> _RECORD SET_:
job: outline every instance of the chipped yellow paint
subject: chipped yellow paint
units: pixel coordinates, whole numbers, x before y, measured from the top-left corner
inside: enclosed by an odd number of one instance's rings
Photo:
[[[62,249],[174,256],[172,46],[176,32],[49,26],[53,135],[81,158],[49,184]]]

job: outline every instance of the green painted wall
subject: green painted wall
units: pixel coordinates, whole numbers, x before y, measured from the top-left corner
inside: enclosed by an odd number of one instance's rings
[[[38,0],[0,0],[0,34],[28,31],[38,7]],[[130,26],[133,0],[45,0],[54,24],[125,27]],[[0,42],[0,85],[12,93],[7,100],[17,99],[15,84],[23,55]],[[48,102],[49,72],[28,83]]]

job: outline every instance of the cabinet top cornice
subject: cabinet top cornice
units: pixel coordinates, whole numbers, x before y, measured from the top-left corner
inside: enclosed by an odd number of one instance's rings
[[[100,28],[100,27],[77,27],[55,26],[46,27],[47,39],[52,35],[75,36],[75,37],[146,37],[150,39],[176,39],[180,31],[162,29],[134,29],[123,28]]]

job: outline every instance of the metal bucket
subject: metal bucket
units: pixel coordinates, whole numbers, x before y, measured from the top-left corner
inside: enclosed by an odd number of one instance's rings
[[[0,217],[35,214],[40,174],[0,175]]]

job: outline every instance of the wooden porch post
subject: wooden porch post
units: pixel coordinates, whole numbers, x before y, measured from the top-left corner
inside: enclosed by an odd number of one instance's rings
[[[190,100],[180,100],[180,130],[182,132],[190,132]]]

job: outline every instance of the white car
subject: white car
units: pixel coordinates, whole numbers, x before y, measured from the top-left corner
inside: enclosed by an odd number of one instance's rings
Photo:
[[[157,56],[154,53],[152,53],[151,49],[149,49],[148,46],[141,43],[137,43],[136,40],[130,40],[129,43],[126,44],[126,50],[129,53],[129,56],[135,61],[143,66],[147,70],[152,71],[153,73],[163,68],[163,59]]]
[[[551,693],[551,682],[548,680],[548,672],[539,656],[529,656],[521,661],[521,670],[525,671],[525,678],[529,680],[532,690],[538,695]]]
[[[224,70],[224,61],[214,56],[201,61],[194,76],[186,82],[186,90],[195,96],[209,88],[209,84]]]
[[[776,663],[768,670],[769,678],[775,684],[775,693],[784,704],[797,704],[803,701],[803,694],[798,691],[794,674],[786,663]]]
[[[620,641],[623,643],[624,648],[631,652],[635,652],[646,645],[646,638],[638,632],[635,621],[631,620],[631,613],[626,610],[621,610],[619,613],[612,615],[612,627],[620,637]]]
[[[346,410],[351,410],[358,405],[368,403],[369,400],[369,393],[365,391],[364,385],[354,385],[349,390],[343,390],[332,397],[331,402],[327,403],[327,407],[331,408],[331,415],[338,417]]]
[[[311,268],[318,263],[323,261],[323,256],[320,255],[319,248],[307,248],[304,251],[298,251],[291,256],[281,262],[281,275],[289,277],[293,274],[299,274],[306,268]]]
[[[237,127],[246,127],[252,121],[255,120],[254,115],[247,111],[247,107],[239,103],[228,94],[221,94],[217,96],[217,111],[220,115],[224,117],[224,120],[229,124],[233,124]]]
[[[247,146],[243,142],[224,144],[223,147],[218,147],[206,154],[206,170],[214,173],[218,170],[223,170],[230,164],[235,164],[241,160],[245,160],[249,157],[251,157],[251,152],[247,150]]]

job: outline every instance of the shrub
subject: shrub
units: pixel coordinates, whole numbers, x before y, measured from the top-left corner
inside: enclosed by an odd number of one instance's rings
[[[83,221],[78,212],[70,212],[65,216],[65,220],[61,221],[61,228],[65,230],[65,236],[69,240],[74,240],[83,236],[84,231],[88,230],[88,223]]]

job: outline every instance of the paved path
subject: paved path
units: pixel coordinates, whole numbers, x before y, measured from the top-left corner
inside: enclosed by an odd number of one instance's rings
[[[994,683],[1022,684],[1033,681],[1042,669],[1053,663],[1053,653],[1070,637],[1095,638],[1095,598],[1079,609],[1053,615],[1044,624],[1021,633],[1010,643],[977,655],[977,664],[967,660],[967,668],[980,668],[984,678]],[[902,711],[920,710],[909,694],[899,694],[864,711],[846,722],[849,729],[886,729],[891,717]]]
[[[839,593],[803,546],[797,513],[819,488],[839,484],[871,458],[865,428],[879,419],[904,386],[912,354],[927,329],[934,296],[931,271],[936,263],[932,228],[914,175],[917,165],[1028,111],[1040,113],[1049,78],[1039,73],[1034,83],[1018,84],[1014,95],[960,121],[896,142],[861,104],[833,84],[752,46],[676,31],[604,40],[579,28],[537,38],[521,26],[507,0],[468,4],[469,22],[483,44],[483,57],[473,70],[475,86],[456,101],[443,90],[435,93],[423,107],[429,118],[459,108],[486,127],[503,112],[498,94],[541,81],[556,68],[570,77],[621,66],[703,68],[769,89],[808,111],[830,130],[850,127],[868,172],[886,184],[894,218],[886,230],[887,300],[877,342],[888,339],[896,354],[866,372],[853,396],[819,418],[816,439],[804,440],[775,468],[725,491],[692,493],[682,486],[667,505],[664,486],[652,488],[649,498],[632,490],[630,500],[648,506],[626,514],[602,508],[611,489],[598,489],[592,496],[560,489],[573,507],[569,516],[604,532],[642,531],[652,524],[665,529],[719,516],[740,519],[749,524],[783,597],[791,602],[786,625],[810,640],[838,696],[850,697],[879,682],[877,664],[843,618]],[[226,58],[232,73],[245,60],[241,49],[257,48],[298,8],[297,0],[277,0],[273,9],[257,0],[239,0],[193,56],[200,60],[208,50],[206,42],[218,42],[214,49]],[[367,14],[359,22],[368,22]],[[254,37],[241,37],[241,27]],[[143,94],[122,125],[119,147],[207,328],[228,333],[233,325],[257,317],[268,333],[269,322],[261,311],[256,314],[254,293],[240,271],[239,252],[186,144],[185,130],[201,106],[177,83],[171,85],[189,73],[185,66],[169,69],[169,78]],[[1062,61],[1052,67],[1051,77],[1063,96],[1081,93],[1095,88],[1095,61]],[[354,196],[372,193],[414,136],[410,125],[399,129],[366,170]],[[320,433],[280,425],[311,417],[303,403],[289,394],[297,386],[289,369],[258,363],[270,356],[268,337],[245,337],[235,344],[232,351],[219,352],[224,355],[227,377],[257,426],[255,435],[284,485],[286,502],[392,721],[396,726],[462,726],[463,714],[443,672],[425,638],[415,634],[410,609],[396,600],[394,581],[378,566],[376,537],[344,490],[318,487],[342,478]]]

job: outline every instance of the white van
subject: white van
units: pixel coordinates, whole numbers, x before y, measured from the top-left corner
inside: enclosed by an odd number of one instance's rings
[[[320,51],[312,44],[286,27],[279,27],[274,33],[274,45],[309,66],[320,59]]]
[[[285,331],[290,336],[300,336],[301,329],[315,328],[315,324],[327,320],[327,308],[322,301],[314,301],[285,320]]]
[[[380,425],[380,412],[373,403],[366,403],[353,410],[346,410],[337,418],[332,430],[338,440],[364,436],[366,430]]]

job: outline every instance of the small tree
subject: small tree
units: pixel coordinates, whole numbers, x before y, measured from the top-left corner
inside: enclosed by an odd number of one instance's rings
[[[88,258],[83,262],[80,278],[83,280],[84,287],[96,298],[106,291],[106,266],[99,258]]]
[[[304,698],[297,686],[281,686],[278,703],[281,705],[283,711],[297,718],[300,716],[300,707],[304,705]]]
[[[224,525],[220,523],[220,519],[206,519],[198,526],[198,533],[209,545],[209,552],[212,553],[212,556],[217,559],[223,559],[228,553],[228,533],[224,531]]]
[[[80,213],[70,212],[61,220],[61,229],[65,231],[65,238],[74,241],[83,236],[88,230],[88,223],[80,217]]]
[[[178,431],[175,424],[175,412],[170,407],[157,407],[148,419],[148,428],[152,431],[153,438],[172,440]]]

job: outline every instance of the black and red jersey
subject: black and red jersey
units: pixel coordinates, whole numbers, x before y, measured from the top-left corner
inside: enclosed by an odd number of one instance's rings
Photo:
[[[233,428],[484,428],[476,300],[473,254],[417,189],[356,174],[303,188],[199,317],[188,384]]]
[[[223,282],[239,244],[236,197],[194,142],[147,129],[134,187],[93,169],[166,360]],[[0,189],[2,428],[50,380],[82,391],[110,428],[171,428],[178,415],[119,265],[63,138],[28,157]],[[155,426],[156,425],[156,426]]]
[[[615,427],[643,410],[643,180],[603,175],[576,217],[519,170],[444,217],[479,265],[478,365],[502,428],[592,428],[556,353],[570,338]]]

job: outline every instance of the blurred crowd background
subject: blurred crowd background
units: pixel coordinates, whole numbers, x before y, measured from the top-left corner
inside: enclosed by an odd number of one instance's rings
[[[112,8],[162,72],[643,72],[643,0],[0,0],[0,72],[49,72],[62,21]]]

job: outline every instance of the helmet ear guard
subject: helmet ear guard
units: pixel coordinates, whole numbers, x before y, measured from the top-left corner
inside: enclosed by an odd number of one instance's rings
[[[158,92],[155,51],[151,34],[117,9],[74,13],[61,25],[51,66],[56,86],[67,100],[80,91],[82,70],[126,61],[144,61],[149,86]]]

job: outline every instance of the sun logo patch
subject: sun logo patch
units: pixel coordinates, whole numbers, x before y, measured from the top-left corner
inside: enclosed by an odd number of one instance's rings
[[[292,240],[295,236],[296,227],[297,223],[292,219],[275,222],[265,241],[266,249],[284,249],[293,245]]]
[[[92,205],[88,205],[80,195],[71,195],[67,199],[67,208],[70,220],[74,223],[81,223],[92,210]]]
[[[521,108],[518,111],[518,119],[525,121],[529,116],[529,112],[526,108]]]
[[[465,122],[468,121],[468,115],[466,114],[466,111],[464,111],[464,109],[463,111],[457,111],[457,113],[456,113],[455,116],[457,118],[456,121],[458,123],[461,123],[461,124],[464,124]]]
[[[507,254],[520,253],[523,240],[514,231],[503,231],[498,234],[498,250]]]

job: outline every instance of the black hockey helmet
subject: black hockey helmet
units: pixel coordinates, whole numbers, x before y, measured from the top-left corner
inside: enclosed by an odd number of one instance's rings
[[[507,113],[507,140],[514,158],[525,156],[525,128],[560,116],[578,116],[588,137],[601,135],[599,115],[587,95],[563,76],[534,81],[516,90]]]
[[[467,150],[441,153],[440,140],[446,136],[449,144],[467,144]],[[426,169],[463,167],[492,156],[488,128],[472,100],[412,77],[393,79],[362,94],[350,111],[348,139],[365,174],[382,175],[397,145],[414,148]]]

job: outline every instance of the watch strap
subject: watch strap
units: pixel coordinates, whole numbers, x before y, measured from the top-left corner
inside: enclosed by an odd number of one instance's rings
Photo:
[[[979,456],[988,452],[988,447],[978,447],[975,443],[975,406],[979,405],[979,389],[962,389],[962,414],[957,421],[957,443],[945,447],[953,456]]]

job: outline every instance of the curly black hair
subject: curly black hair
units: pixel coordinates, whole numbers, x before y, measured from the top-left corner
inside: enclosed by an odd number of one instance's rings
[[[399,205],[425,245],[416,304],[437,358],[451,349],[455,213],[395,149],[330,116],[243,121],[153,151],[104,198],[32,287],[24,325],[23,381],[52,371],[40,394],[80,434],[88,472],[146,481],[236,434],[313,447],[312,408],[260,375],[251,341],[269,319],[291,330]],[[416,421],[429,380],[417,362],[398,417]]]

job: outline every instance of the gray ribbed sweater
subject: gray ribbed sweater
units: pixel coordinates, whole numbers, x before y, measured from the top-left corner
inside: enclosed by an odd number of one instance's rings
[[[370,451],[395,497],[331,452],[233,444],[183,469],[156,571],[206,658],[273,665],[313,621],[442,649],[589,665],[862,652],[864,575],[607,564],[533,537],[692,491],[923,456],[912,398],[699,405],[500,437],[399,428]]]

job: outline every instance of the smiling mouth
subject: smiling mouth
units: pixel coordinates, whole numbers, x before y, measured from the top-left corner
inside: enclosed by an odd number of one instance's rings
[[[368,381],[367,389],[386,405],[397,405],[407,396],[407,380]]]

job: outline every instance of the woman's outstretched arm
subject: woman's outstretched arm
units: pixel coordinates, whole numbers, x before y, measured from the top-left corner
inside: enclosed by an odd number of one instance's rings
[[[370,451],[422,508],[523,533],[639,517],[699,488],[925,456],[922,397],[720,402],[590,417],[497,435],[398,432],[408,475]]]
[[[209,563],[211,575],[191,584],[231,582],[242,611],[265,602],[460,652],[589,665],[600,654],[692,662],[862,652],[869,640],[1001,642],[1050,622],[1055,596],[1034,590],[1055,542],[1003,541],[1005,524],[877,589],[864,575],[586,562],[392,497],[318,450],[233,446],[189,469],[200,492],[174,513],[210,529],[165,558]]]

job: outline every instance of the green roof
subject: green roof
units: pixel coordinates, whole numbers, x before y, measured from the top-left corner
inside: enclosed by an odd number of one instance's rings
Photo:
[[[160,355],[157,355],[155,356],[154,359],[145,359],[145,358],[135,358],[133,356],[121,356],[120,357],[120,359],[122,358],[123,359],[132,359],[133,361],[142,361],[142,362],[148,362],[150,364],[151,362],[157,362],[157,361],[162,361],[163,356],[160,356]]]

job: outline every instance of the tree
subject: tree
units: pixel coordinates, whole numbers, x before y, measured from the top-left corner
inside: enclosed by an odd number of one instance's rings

> _SHORT PROBLEM_:
Return precisely the lines of the records, starting with the line that holds "job: outline every instance of the green roof" and ending with the last one.

> _FULL ANSWER_:
job: outline every instance of the green roof
subject: green roof
units: pixel coordinates, whole numbers, x before y, measured from the top-left corner
inside: enclosed by an odd number of one instance's rings
Photo:
[[[160,355],[157,355],[155,356],[154,359],[145,359],[145,358],[135,358],[133,356],[121,356],[120,357],[120,359],[122,358],[123,359],[132,359],[133,361],[142,361],[142,362],[148,362],[150,364],[151,362],[157,362],[157,361],[162,361],[163,356],[160,356]]]

job: outline every instance of the tree
subject: tree
units: pixel coordinates, whole numbers, x before y, measured from the top-left corner
inside: enclosed by an odd number of one instance's rings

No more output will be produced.